**SET PROBLEM**
Rewrite the data below from the line containing "You'll find red" through the line containing "383], [132, 324, 237, 377]]", inclusive, swapping "claim" for "assertion" and leaving everything else unchanged.

>> start MATERIAL TO PROCESS

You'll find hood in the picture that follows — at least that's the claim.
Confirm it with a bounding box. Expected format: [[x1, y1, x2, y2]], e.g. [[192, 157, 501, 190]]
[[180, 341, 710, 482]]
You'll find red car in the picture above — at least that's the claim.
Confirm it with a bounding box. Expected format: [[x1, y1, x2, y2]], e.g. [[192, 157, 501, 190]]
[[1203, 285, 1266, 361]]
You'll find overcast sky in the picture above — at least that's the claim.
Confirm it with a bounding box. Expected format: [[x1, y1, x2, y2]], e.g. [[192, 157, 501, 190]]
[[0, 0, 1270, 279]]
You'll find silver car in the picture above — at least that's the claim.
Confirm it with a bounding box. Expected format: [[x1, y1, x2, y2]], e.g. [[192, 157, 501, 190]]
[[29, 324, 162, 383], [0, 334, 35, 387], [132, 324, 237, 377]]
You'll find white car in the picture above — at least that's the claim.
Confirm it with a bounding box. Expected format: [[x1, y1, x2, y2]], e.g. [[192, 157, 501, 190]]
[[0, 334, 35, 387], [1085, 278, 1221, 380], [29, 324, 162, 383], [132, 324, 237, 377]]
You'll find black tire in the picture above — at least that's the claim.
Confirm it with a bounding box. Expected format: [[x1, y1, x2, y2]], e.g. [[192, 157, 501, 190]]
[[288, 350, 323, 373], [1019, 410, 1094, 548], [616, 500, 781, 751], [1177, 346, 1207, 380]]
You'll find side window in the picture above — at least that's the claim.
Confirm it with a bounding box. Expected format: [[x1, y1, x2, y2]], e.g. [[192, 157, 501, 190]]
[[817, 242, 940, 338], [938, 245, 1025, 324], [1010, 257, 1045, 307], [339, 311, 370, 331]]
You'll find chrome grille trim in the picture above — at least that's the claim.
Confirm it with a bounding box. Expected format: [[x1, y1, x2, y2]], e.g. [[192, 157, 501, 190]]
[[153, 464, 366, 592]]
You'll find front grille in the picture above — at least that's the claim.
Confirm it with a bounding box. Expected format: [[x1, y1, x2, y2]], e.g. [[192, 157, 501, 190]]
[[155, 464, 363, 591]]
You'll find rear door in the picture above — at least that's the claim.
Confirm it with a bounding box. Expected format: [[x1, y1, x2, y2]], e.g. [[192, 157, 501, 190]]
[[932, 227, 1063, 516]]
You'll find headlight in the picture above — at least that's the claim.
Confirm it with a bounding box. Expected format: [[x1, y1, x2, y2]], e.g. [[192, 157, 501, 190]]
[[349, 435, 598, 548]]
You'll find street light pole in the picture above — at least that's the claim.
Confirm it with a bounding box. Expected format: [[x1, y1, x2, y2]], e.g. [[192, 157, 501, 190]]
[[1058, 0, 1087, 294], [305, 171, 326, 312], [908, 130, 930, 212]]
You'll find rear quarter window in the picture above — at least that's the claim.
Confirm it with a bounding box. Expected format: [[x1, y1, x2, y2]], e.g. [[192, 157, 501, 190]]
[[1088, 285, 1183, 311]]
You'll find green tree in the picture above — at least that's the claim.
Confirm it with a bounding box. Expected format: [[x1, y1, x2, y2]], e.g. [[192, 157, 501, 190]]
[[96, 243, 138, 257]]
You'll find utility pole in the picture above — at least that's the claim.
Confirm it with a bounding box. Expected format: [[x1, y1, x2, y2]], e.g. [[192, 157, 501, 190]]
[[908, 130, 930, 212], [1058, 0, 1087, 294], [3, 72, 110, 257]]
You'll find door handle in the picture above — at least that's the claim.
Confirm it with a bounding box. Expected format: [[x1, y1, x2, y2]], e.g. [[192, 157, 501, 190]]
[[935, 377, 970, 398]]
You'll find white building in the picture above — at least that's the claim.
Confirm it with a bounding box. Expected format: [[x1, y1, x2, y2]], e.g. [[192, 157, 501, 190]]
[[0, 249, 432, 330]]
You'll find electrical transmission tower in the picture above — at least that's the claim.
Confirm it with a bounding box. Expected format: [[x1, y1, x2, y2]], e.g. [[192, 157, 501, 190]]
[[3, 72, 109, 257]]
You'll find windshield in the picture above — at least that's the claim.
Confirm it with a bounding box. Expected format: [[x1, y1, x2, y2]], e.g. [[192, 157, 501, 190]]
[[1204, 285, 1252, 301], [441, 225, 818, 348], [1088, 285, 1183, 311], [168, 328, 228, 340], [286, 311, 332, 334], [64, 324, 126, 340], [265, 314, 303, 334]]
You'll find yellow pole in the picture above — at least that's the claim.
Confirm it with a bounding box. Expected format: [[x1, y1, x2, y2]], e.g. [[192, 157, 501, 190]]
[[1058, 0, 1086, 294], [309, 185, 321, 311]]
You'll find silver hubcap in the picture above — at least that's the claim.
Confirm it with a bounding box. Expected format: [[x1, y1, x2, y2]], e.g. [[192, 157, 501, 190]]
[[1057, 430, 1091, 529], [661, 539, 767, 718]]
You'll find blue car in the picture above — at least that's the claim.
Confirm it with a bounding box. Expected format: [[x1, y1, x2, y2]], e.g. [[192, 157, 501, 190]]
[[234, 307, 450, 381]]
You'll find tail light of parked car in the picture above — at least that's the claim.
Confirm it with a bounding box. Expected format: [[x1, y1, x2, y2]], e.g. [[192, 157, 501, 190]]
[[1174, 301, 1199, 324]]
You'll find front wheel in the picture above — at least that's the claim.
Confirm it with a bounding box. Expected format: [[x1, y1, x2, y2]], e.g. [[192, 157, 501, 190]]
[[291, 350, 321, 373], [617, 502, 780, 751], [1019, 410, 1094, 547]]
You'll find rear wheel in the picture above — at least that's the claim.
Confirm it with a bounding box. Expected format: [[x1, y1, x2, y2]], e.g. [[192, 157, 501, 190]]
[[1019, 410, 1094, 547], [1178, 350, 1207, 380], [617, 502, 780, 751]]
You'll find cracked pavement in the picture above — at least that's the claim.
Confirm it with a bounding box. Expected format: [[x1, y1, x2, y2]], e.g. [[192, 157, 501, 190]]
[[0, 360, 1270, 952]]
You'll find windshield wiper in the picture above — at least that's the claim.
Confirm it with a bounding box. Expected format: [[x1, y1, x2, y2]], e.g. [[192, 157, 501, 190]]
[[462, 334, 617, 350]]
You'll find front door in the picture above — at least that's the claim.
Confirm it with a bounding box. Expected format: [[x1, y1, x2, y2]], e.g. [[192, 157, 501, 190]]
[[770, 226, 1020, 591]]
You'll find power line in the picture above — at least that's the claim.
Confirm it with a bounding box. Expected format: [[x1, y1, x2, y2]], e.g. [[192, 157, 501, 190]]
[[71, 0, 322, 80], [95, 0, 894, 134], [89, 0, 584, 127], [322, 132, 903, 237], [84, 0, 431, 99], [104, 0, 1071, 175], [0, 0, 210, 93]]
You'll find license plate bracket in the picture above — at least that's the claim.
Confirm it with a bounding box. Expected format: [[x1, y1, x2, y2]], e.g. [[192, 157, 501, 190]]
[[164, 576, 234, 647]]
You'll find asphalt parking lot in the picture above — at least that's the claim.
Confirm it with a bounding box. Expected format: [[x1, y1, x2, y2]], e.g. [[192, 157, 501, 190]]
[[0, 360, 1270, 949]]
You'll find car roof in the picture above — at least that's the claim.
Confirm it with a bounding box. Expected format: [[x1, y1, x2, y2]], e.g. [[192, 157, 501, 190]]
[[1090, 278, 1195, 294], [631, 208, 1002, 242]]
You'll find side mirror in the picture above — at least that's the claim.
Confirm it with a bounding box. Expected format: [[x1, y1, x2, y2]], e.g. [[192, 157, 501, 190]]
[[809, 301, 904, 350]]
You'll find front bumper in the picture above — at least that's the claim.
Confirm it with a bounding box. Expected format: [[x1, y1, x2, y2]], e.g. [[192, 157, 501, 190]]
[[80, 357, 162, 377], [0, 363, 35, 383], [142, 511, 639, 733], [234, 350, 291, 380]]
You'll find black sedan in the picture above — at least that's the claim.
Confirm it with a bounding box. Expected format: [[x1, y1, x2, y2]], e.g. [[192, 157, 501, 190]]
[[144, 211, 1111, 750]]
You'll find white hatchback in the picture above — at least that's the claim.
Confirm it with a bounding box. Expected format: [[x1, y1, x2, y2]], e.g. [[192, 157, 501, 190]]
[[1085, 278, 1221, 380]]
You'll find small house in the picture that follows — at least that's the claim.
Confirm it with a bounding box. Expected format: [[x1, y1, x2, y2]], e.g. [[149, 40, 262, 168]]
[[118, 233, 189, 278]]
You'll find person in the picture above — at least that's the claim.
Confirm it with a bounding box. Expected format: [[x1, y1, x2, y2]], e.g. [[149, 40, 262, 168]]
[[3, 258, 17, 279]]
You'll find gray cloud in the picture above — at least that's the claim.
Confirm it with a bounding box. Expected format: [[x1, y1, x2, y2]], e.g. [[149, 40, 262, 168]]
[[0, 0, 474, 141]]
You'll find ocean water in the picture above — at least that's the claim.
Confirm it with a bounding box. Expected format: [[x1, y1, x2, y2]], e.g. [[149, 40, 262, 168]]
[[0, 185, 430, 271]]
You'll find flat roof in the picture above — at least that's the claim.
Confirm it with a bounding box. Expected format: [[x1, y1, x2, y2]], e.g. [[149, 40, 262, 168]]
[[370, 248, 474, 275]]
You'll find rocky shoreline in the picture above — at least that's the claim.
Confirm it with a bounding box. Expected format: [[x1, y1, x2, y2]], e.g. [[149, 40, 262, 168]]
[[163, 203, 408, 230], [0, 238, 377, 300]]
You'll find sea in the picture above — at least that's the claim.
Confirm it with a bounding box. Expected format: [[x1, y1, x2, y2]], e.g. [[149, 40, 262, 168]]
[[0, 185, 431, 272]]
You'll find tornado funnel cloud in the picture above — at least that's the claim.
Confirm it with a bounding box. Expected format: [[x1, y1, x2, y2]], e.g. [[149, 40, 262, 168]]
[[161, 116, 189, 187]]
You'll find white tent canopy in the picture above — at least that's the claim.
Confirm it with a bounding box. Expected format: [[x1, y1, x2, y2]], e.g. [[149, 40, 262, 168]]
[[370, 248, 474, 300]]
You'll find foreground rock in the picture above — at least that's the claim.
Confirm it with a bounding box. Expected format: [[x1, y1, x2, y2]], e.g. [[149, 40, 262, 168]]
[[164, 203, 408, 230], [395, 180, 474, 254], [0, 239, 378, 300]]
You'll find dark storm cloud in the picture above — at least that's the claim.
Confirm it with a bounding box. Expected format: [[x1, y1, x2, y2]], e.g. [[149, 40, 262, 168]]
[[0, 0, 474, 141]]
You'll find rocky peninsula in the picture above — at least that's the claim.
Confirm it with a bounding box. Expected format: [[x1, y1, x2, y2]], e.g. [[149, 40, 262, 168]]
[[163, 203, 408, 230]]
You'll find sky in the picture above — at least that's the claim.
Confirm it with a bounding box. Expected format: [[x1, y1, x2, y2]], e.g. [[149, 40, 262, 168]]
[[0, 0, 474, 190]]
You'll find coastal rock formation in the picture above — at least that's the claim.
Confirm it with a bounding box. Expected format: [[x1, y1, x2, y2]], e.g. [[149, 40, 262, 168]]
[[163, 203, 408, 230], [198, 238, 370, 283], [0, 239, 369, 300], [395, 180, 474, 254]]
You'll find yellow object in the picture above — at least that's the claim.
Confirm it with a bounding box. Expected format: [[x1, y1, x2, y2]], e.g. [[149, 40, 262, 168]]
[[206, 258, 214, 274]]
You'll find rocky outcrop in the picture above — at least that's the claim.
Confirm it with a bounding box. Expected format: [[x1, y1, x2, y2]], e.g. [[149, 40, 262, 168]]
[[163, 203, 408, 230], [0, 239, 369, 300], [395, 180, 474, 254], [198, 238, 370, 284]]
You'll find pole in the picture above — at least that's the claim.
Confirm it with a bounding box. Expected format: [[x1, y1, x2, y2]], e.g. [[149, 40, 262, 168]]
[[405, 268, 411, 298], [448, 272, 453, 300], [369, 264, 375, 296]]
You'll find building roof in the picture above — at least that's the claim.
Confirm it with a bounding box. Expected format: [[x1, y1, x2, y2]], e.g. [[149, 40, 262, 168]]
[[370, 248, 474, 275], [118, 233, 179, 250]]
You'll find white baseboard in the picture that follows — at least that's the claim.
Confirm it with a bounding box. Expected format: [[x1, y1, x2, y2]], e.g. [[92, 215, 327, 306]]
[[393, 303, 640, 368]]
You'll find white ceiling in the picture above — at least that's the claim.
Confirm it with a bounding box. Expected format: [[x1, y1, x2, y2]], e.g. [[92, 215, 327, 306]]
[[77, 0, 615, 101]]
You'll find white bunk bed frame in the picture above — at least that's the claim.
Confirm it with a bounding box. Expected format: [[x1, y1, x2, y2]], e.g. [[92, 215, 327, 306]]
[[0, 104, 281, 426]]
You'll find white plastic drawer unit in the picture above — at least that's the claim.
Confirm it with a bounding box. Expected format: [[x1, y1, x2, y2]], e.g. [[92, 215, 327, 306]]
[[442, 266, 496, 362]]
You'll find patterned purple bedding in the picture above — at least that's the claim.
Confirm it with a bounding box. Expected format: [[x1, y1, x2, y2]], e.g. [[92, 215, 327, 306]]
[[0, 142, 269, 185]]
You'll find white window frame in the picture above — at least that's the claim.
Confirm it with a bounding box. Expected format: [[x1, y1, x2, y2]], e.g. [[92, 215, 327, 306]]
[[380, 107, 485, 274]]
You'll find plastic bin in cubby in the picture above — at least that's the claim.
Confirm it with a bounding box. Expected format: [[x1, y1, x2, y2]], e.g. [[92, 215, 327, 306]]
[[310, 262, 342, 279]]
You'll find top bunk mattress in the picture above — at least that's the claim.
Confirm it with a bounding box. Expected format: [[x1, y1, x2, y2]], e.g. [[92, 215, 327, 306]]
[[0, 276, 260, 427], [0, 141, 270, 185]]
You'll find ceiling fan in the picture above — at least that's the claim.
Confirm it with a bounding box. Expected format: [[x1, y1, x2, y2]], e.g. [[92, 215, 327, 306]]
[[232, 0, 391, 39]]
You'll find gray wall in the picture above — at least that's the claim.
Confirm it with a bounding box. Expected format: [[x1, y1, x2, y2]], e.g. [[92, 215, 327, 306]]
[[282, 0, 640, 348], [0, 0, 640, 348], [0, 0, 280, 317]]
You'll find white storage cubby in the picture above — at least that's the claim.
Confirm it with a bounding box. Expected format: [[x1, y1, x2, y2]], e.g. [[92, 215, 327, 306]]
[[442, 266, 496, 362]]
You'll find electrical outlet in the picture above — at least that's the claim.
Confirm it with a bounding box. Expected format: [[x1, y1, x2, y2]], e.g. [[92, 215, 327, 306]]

>> end MATERIAL TO PROCESS

**PROBLEM SOLUTION**
You'll find red car in the picture above — at least that's the assertion.
Confirm it with a bounding box. Expected format: [[x1, y1, x2, y2]], e.g. [[192, 157, 501, 190]]
[[1203, 285, 1266, 361]]
You'll find overcast sky in the picture above — at least that's the assertion.
Confirm it with a bounding box. Expected format: [[x1, y1, x2, y2]], e.g. [[192, 157, 501, 190]]
[[0, 0, 1270, 279]]
You'll find silver car in the picture above — at least that's the assertion.
Confirm it with a bounding box. Expected format: [[x1, y1, x2, y2]], e.g. [[192, 157, 501, 190]]
[[29, 324, 162, 383], [0, 334, 35, 387], [132, 324, 237, 377]]
You'll find white car in the picture above — at least that's the assertion.
Confirm it with a bounding box. Expected format: [[x1, y1, x2, y2]], e.g. [[192, 157, 501, 190]]
[[0, 334, 35, 387], [1085, 278, 1221, 380], [29, 324, 162, 383], [132, 324, 237, 377]]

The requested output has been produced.